* [WHAT THIS TASK INVOLVES] Put each line from the one with "TARGET = sunlit meadow" through the one with "INSTRUCTION = locate a point on each instance of the conifer" into a Markdown table with the columns No. and Line. Skip any blank lines.

* [Stored dataset items]

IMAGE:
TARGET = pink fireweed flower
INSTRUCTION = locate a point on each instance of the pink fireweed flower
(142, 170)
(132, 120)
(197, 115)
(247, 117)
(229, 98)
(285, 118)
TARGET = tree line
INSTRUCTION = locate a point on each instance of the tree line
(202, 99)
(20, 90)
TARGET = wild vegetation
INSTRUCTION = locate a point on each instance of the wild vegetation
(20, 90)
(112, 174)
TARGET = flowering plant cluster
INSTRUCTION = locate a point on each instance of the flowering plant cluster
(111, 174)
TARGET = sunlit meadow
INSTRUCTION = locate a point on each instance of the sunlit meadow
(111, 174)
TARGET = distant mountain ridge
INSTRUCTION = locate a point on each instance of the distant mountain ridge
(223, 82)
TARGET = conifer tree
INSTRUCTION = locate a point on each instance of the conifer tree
...
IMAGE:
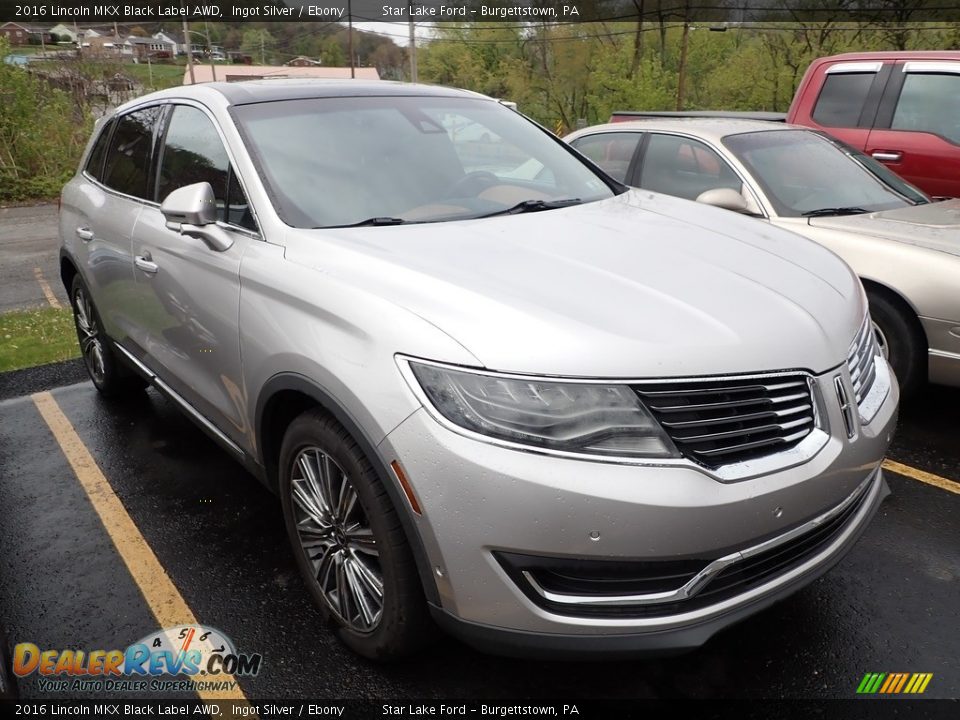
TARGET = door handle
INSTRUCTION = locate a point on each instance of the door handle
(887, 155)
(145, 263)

* [SOLUTION TO THE EXERCISE]
| No. | Line |
|---|---|
| 1 | TARGET = sunlit meadow |
| 2 | INSTRUCTION = locate a point on each instance of the sunlit meadow |
| 3 | (111, 174) |
| 4 | TARGET = distant mountain ridge |
| 5 | INSTRUCTION = locate a point on each instance of the distant mountain ridge |
| 6 | (223, 82) |
| 7 | TARGET = conifer tree |
| 8 | INSTRUCTION = locate a point on each instance of the conifer tree |